动物疾病与农业的工业化

Animal Disease and the Industrialization of Agriculture

American Journal of Agricultural Economics · 2010
被引 0
人大 AABS 3

中文导读

研究了动物农业工业化与动物健康市场的相互影响,发现动物疾病外部性导致农场增加存栏量但减少进入,抗生素促进集约化,生物安全投入可能像吉芬商品一样行为。

Abstract

The industrialization of animal agriculture has fundamentally transformed animal health markets while animal health innovations have promoted this industrialization. The subtlety of these interactions shows how little we know about agricultural industrialization. To illustrate, we consider three stylized features of industrialized animal agriculture. These are the closing off of production activities from external effects, emphasis on control, and use of biosecurity measures. We find that animal disease externalities should lead to higher stocking on any given farm, and also to deficient entry into animal production. Eradicating the disease in a region increases both the stocking rate per farm and the number of farms. We show that antibiotics as a control strategy should promote intensity of production and the substitution of capital for labor. Also, in long-run market equilibrium a reduction in the price of a biosecurity input could plausibly reduce both operation scale and per-animal input use, i.e., biosecurity inputs can behave like a Giffen good. External biosecurity inputs provided through public animal disease management policy may promote on-farm biosecurity, rather than crowd it out.

MATERIAL SUPPLIED:
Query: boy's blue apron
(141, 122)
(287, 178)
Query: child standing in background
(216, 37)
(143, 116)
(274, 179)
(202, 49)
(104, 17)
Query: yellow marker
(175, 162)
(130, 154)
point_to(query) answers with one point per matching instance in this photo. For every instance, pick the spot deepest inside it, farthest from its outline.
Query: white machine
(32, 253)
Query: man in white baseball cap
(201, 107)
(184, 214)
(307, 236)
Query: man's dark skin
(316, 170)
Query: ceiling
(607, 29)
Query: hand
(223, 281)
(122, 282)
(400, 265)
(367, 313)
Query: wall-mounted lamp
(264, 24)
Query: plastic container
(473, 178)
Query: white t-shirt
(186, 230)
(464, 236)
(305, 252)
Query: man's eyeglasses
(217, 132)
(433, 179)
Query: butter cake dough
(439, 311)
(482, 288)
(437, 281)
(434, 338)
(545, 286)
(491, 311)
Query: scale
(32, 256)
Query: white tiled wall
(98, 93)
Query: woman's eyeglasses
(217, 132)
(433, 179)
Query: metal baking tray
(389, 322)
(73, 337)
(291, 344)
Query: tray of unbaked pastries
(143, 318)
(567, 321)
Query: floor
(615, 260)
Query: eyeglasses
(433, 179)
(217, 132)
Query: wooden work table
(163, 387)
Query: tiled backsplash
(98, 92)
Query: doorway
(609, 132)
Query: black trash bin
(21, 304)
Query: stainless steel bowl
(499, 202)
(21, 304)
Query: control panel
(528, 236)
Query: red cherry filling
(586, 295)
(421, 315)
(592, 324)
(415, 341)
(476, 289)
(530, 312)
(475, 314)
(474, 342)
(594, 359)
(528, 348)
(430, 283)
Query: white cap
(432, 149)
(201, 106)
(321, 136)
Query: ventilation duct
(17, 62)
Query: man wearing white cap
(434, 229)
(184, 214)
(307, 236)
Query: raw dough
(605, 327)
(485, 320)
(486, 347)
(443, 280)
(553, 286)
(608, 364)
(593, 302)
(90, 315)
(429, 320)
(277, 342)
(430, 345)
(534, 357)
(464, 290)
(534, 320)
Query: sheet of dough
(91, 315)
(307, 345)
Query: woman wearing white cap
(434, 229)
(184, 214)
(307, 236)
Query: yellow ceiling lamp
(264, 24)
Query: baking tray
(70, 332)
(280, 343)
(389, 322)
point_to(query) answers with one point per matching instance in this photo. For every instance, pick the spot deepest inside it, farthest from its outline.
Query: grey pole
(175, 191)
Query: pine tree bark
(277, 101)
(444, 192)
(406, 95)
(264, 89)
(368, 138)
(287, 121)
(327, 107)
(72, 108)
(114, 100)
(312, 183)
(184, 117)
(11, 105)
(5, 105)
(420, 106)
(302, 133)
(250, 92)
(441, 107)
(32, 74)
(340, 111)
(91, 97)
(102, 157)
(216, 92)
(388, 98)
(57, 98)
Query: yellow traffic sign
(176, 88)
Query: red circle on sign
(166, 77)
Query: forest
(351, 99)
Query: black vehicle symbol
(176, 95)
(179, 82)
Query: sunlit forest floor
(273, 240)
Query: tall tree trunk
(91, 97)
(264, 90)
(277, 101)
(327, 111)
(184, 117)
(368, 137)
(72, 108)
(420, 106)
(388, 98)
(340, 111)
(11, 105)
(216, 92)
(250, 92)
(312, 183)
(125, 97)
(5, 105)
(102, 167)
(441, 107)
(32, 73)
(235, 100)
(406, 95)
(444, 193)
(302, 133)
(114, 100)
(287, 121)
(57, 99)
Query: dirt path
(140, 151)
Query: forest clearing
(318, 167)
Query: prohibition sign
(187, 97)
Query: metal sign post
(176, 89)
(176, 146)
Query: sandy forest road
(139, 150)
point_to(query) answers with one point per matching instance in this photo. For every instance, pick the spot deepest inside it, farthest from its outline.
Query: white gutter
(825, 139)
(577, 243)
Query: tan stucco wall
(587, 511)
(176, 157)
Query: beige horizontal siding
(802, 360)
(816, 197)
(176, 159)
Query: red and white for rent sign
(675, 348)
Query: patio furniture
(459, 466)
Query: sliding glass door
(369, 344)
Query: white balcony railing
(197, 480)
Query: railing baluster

TASK DESCRIPTION: Please decide whether each statement agrees with the animal disease abstract, answering yes or no and quoting the words of the abstract that settle it. 1. Eradicating the disease in a region lowers the number of farms. 2. Antibiotics as a control strategy should promote the substitution of capital for labor. 3. Public animal disease management policy is expected to crowd out on-farm biosecurity.

RESPONSE FOR THIS EXERCISE:
1. No: "Eradicating the disease in a region increases both the stocking rate per farm and the number of farms."
2. Yes: "We show that antibiotics as a control strategy should promote intensity of production and the substitution of capital for labor."
3. No: "External biosecurity inputs provided through public animal disease management policy may promote on-farm biosecurity, rather than crowd it out."